** Start Provided material **

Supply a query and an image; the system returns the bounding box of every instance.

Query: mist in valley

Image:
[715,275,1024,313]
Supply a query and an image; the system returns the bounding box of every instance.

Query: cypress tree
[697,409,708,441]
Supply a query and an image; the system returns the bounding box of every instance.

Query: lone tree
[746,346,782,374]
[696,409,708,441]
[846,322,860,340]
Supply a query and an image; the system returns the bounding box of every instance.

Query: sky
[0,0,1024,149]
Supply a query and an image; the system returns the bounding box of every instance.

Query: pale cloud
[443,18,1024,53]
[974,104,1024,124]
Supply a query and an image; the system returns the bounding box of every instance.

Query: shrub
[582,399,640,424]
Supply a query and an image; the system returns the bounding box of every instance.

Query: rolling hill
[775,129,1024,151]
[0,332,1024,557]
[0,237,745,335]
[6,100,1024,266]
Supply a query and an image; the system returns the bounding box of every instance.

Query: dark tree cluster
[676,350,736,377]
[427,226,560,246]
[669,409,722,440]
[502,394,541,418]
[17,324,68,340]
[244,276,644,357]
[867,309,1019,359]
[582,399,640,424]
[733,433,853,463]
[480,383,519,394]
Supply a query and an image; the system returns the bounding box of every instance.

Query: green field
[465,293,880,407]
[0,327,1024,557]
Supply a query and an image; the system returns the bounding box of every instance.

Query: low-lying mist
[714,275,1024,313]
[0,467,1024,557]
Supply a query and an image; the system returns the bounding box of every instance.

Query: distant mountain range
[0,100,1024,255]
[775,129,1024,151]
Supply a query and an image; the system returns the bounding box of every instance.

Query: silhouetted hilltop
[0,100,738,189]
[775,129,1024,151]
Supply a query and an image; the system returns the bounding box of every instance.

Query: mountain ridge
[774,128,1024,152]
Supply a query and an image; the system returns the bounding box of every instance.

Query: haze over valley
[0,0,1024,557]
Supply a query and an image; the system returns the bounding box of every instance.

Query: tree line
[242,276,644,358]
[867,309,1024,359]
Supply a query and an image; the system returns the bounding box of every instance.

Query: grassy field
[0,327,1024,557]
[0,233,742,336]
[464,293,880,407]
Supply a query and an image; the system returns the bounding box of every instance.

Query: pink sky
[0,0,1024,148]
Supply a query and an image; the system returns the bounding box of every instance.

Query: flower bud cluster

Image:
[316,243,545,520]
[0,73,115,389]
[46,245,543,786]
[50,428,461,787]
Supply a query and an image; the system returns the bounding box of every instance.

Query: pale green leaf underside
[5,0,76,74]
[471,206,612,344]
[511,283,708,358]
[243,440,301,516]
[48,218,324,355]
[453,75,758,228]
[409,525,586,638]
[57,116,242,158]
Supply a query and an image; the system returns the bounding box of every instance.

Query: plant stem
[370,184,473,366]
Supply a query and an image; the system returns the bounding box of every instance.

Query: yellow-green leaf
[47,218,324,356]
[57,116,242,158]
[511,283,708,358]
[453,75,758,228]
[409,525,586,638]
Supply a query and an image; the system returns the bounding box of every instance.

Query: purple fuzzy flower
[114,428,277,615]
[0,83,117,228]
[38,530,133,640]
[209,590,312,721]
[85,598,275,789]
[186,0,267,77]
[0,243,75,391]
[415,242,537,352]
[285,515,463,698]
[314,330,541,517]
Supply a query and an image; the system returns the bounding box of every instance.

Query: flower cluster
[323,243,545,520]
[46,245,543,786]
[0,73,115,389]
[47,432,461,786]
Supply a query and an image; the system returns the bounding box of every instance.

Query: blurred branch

** End Provided material **

* Problem description: Please repeat all the rows above, switching every "bounding box" to "enclosing box" and leaving everything else unchanged.

* Answer below:
Supply a query and an image; the system returns the enclosing box of every instance.

Query: mist in valley

Image:
[715,275,1024,313]
Supply a query and an image; the system returns the enclosing box of every instance.

Query: cypress tree
[697,409,708,441]
Supply a query and an image; the system returns the enclosing box of every instance.

Query: lone tree
[746,346,782,374]
[696,409,708,441]
[846,322,860,340]
Supply a query and an image; the system returns the enclosing box of every instance.

Query: sky
[0,0,1024,149]
Supply a query and an image; the system returns the enclosing box of every instance.

Query: pale cloud
[443,18,1024,53]
[974,104,1024,124]
Supply a query and an image; the system returns the enclosing box of every instance.

Query: shrub
[582,399,640,424]
Supply a query and an image; the system returns the enclosing box of every instance.

Query: rolling hill
[775,129,1024,151]
[0,332,1024,557]
[0,237,745,335]
[6,100,1024,266]
Supply a query and an image; the system returns the enclosing box of every instance.

Query: dark tree cluster
[676,350,736,377]
[427,226,560,246]
[669,409,722,440]
[502,394,541,418]
[17,324,68,340]
[244,276,644,357]
[867,309,1019,359]
[582,399,640,424]
[733,433,853,463]
[480,383,519,394]
Supply a query and an image; the system returns the enclosing box of every instance.

Query: green field
[465,293,880,407]
[0,327,1024,557]
Supply a query and an image; the system returns the enclosing box of every instance.

Query: low-lying mist
[714,275,1024,313]
[0,467,1024,557]
Supply a query and an image; the system returns the enclosing box of every instance.

Query: distant mountain range
[0,100,1024,255]
[775,129,1024,151]
Supply a query and an image; the system returns the enclosing box of every instance.

Query: silhouetted hilltop
[0,100,738,189]
[775,129,1024,151]
Supply a query and an image; the system returns the enclosing box of every instance.

Query: mountain ridge
[774,128,1024,152]
Supply a query and an image; the system returns the enclosing box of every instance.

Query: haze over valley
[0,0,1024,557]
Supply a query and an image; the system returns the enclosing box of every instance.

Query: tree line
[242,276,644,358]
[867,309,1024,359]
Supply a query and an image; the system returns the enclosing box of every instance.

Query: grassy field
[0,327,1024,557]
[0,233,742,336]
[464,293,880,407]
Supply a query and an image; the system returns the enclosing box of every instance.

Query: pink sky
[0,0,1024,148]
Supply a query and an image; the system returns the enclosing box of every instance.

Query: flower bud cluster

Image:
[316,243,545,520]
[0,73,115,389]
[46,245,543,786]
[50,428,461,787]
Supply a query and an image; the system returns the enclosing box of every instance.

Query: pale green leaf underside
[5,0,76,74]
[471,206,612,344]
[511,283,708,358]
[243,440,301,516]
[48,218,324,355]
[453,75,758,228]
[409,525,586,638]
[57,116,242,158]
Supply a query and an image; the system returns the enclosing box of every instance.

Query: plant stem
[370,184,473,366]
Supply a query and an image; the system returns the enclosing box of every instance.

Query: yellow-green leaf
[47,218,324,356]
[57,116,242,158]
[511,283,708,358]
[453,75,758,228]
[409,525,586,638]
Supply a query and an image; the system returns the enclosing box of every instance.

Query: purple fuzzy flower
[114,428,277,615]
[0,83,117,228]
[38,530,133,640]
[209,590,312,721]
[85,598,275,789]
[186,0,267,77]
[0,243,75,391]
[415,242,537,352]
[285,515,463,698]
[314,330,541,517]
Supply a query and an image; the system returns the enclosing box of every instance.

Query: flower cluster
[323,243,545,520]
[46,245,543,786]
[0,73,115,389]
[47,432,461,786]
Supply a query and an image; the system returns the enclosing box of every instance.

Query: blurred branch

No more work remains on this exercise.